** BEGIN **
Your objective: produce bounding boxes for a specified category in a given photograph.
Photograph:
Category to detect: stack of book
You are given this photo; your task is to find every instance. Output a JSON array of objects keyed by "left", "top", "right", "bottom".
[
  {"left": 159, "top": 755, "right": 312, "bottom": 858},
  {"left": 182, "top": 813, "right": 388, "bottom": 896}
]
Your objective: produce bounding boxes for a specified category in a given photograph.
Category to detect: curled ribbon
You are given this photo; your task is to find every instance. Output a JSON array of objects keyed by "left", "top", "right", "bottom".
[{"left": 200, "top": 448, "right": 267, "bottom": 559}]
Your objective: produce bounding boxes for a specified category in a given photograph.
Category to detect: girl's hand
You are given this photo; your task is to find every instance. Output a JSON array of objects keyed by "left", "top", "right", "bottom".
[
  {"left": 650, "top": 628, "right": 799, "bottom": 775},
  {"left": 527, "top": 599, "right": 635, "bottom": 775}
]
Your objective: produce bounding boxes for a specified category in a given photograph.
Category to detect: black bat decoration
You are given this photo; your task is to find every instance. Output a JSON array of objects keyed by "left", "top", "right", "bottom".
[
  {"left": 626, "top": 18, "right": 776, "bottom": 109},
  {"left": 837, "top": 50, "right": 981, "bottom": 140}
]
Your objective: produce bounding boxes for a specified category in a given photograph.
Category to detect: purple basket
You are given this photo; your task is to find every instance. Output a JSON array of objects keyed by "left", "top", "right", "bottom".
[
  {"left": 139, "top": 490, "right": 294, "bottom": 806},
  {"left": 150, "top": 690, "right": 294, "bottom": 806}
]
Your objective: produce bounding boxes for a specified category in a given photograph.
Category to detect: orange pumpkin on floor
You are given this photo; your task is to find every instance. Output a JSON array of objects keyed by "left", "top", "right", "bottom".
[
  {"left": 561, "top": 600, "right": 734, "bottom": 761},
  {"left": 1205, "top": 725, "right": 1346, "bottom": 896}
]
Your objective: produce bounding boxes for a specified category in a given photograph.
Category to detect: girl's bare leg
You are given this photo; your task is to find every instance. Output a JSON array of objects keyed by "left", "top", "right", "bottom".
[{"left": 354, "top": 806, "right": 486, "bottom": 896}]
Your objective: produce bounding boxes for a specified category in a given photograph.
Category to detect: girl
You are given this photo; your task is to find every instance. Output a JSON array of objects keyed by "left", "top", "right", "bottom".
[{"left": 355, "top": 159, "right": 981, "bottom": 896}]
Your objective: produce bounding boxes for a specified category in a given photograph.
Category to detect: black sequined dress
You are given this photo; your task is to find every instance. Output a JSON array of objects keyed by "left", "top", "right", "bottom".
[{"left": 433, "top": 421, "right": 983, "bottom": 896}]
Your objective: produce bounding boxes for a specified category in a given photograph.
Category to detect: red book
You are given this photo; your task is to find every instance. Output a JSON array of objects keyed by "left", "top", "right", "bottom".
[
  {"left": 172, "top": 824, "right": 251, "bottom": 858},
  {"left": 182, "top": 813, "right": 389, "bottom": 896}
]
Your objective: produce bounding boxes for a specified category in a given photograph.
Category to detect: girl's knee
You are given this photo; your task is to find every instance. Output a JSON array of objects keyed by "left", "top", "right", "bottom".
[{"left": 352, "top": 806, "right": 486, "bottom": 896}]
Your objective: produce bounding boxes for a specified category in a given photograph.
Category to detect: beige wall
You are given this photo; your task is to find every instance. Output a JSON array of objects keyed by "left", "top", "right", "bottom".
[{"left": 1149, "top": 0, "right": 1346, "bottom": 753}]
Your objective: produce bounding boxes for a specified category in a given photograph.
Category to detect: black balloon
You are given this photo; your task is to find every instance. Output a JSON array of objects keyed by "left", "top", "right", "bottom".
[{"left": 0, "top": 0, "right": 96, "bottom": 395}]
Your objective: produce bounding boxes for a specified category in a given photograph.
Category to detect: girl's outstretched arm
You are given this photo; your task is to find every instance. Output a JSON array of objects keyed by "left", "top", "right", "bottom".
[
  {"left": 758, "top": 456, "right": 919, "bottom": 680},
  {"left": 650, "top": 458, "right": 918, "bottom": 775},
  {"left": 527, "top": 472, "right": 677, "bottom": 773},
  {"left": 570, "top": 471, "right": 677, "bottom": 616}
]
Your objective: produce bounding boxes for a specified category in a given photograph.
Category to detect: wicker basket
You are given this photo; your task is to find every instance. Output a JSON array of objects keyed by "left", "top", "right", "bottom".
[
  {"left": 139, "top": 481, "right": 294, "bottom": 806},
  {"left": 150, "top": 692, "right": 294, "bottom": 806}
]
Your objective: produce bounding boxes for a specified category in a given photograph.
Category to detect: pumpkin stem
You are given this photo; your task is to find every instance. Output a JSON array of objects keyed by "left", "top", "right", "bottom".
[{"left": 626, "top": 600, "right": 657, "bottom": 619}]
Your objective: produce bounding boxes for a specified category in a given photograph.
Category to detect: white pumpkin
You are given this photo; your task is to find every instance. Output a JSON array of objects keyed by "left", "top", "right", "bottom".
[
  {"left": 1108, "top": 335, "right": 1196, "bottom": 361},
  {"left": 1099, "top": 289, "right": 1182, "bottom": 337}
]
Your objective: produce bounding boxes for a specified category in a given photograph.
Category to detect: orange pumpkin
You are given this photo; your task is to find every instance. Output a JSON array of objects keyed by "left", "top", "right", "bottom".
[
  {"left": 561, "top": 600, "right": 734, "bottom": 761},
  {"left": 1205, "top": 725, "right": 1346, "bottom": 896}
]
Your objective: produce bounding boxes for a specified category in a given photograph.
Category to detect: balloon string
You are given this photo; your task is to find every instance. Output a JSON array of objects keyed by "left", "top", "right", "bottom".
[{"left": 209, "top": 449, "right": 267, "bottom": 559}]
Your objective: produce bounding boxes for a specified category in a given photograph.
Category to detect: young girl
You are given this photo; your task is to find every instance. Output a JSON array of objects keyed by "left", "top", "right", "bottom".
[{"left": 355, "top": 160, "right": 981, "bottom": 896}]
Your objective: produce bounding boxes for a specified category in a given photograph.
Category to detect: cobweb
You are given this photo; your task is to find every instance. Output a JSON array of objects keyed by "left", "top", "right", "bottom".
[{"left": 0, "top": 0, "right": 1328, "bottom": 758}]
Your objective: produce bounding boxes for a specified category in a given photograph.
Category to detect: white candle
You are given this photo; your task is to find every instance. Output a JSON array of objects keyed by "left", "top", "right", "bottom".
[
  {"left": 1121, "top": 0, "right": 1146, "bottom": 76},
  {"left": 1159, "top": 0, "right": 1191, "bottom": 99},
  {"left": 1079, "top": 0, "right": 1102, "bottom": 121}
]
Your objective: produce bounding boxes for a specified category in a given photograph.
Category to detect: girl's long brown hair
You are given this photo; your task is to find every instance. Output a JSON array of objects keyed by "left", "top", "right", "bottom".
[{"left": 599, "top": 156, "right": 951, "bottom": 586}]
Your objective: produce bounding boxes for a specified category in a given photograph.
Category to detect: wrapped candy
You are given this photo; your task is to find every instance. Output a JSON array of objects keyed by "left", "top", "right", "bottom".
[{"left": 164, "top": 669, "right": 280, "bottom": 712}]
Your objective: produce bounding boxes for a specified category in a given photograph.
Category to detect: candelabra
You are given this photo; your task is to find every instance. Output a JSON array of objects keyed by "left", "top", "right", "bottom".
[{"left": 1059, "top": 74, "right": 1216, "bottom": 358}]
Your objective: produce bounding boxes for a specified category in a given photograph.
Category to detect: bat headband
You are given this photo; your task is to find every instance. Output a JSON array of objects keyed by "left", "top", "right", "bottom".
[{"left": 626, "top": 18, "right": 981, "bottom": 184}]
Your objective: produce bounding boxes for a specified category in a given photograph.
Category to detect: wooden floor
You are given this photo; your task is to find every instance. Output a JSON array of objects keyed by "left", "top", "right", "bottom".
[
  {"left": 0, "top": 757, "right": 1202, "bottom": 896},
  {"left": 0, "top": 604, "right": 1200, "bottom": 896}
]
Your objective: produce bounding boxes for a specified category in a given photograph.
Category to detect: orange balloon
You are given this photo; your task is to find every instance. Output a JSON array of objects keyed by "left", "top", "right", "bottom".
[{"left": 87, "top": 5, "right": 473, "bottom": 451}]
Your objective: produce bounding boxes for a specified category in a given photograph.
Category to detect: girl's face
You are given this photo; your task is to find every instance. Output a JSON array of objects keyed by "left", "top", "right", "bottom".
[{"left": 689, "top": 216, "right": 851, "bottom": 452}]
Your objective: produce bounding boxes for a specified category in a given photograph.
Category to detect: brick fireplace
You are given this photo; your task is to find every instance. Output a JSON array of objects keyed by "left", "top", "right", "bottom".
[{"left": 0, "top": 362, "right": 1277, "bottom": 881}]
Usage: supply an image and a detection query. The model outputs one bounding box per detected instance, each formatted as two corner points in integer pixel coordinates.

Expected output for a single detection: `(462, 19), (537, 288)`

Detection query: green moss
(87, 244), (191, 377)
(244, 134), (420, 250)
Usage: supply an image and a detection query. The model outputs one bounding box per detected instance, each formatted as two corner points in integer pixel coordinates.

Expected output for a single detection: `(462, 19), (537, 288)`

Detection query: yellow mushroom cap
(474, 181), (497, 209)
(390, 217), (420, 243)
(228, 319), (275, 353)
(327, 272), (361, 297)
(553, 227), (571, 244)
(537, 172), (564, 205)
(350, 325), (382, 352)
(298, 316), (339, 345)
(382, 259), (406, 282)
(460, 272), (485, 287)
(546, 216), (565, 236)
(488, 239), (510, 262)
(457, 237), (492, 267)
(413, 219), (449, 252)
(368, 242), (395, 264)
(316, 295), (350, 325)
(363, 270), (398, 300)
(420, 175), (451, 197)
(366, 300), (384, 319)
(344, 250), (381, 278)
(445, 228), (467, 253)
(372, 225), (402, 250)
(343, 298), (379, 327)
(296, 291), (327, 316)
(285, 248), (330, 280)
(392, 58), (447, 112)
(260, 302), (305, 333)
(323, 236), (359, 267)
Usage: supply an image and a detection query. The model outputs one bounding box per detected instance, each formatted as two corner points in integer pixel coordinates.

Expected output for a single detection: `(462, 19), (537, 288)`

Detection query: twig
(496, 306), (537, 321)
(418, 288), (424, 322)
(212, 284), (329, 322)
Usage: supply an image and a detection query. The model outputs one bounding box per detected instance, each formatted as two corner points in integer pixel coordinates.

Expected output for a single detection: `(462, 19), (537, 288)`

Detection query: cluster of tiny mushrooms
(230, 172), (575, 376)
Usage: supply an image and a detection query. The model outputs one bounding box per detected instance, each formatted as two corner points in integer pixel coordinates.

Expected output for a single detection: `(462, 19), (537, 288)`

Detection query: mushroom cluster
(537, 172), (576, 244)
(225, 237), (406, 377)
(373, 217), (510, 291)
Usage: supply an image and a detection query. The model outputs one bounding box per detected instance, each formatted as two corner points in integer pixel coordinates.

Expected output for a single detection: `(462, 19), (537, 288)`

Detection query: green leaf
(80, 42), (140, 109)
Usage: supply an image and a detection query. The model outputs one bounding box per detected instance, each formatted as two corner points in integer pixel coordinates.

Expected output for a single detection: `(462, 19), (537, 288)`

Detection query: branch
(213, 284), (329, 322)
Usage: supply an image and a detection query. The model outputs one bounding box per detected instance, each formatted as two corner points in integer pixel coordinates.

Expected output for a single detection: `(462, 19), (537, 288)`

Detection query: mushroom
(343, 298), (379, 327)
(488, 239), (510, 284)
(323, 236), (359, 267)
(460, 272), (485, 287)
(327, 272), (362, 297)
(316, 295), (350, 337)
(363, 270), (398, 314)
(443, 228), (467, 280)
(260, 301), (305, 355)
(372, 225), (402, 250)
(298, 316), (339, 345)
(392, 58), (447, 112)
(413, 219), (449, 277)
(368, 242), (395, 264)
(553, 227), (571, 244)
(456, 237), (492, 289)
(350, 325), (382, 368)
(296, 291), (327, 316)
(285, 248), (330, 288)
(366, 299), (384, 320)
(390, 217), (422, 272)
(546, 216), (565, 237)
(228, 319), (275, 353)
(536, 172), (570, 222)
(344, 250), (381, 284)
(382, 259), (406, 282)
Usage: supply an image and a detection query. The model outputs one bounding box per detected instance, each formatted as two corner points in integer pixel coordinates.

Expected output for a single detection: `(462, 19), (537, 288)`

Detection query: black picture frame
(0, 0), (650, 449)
** END **
- **Problem statement**: Tally the lines of the material above that contain the string "girl", treating uppercase and lowercase letters as distinct. Give only the number.

- **Exercise solution**: 8